Given exercise: Copy the data below line for line, with no changes.

(Detection examples)
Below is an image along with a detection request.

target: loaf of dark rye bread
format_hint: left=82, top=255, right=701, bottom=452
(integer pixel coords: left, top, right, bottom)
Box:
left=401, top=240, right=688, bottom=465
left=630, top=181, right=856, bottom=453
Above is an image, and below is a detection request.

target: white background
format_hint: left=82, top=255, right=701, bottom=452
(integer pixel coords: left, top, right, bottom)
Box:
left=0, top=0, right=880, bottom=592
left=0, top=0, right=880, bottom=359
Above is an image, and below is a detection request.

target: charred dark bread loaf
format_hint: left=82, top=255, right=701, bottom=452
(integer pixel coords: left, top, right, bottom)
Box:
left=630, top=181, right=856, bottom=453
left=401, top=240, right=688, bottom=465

Full solution:
Below is an image along with a detection request.

target: loaf of dark rye bread
format_hint: left=82, top=255, right=701, bottom=452
(integer pixel coords: left, top, right, bottom)
Box:
left=401, top=240, right=688, bottom=465
left=630, top=181, right=856, bottom=453
Above is an image, and below is a detection request.

target: white background
format_hint: left=82, top=255, right=701, bottom=452
(integer pixel coords: left, top, right, bottom)
Box:
left=0, top=0, right=880, bottom=592
left=0, top=0, right=880, bottom=359
Above is an image, and below is a detection request.

target: charred dark bread loaf
format_hint: left=82, top=255, right=701, bottom=452
(integer pixel coords: left, top, right, bottom)
Box:
left=630, top=181, right=856, bottom=453
left=401, top=240, right=688, bottom=465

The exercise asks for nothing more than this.